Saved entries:
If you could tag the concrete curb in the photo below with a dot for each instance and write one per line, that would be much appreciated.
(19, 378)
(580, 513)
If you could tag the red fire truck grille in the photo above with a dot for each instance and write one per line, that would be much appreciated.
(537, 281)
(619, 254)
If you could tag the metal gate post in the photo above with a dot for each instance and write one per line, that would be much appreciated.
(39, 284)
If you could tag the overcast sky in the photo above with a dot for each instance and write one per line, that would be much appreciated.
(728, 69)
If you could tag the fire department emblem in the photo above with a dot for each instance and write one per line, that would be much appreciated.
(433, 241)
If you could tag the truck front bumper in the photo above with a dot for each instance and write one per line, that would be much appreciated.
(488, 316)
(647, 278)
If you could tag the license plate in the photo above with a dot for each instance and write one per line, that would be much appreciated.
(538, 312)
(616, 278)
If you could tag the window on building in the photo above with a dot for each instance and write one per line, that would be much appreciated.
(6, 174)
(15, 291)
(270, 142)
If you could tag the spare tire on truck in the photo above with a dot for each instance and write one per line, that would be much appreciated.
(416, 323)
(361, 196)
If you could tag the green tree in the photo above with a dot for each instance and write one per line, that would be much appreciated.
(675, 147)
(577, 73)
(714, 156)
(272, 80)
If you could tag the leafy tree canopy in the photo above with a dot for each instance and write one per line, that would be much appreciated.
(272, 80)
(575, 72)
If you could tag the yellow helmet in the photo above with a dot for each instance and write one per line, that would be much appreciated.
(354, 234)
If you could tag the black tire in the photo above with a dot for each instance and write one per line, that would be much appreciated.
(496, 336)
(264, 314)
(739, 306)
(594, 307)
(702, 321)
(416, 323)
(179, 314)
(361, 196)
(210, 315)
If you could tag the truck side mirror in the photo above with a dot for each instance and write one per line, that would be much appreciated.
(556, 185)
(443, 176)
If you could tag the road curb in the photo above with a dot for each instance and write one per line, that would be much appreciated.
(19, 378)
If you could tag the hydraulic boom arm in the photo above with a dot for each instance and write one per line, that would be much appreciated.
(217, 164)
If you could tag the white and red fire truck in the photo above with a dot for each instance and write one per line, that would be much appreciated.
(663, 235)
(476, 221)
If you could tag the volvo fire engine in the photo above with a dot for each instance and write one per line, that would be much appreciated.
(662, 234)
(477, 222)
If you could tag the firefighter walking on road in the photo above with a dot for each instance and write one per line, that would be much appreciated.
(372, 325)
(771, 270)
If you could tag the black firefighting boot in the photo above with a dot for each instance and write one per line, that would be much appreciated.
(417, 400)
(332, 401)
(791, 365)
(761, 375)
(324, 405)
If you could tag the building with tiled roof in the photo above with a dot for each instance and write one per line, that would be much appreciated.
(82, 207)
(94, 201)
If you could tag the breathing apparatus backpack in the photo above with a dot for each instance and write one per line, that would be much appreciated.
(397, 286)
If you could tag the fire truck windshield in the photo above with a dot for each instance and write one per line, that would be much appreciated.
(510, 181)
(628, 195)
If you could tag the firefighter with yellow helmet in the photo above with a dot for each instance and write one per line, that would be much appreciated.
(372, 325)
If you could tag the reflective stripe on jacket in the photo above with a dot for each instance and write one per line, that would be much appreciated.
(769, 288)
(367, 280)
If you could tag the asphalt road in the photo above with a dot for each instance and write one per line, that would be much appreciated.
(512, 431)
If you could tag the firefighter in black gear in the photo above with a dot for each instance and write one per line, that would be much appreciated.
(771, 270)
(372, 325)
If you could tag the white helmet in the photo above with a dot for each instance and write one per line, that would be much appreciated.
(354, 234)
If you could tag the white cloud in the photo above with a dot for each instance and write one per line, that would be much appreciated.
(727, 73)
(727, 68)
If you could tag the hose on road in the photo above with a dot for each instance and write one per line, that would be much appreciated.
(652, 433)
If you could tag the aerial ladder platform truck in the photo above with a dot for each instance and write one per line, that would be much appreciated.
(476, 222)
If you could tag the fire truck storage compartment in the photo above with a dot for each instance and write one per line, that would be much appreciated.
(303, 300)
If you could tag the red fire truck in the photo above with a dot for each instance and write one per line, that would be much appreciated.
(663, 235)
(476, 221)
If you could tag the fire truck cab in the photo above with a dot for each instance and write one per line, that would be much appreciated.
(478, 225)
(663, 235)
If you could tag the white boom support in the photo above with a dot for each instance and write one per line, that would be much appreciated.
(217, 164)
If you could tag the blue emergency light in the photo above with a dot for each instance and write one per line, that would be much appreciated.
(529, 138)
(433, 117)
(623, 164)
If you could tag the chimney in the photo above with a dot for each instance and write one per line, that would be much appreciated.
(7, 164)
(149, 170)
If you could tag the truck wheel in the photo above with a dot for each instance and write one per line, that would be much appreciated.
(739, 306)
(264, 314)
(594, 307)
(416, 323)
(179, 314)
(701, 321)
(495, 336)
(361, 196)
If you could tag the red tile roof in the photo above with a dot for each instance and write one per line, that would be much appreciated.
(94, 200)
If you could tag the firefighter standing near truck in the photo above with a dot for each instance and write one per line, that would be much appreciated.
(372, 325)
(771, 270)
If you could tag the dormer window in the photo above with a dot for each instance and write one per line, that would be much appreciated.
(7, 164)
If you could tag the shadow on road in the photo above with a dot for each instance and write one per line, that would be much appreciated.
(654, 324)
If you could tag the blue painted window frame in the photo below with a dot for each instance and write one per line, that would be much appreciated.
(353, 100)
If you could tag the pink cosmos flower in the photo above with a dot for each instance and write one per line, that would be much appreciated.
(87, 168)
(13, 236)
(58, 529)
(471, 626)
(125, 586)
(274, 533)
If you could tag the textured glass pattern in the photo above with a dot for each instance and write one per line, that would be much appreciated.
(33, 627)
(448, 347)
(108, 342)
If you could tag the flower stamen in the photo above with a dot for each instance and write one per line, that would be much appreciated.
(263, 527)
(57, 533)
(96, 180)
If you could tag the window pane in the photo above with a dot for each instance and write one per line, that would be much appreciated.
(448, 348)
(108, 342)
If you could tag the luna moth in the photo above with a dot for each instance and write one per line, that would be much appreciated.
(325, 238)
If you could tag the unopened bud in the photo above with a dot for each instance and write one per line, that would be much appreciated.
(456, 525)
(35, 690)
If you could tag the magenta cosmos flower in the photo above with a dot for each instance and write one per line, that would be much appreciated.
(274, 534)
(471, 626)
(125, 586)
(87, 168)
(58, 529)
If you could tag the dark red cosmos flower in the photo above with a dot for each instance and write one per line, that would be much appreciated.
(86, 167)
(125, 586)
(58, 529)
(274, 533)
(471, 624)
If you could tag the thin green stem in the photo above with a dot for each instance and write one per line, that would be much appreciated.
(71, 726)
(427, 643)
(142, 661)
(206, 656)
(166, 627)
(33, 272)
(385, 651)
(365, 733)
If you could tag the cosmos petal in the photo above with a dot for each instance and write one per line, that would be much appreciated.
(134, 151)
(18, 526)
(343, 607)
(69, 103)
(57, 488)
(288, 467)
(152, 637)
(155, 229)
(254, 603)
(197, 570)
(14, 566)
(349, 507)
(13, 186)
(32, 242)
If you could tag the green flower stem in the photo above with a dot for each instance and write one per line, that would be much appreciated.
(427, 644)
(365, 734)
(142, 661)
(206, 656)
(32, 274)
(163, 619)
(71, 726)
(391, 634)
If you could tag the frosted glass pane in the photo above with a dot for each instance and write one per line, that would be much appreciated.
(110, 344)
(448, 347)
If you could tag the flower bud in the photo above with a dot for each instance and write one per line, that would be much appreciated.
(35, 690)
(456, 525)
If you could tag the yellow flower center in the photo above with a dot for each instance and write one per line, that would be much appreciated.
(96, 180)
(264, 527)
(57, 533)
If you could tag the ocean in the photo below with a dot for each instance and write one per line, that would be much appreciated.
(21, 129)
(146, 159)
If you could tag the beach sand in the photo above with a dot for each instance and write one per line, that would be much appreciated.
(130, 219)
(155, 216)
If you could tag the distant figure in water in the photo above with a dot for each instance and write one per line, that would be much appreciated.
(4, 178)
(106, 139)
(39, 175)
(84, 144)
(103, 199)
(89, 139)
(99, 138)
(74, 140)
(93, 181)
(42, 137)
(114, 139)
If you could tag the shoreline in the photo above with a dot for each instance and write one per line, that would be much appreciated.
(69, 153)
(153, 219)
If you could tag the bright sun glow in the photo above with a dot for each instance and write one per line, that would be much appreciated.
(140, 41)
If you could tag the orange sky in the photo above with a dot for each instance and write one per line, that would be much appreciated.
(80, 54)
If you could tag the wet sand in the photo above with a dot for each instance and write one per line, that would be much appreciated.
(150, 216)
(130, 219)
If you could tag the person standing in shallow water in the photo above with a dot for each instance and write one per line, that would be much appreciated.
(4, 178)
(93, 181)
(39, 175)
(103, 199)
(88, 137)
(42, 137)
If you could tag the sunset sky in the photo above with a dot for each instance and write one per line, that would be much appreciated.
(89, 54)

Your assignment:
Write out again, exactly as they appear above, the lines from the one containing "If you could tag the ocean" to the final line, and only those.

Output for this exercise:
If you could tag the ocean in the photo below with a dot for each instance and write one per line, that would be much appreciated.
(21, 129)
(146, 159)
If you could tag the beach sand in the photo above with a dot for each instance and write one per line, that would be much appreciated.
(130, 219)
(155, 216)
If you could tag the distant figure in water in the photo above with a dot for each instance and write one per line, that would be much appreciated.
(4, 178)
(106, 139)
(39, 175)
(84, 144)
(103, 199)
(89, 139)
(99, 138)
(74, 140)
(93, 181)
(42, 137)
(114, 139)
If you could tag the shoreline in the photo above with a dot for each instance and write one per line, that would be much appreciated.
(69, 153)
(153, 219)
If you could tag the bright sun glow in the photo above with a dot for each instance and write one per line, that would be much appreciated.
(140, 41)
If you could tag the orange sky in the photo above with a dot for each instance and write one per line, that would be much appreciated.
(80, 54)
If you could tag the wet sand in the photo above with a dot for each instance and write one per line, that would be much appreciated.
(150, 216)
(130, 219)
If you could tag the person standing in shallow water in the photo above with a dot for each instance and write one per line, that would be much appreciated.
(4, 178)
(93, 181)
(39, 175)
(103, 199)
(88, 137)
(42, 137)
If you could tag the sunset sky in the photo above with a dot for each instance and write one per line, that would be much appreciated.
(89, 54)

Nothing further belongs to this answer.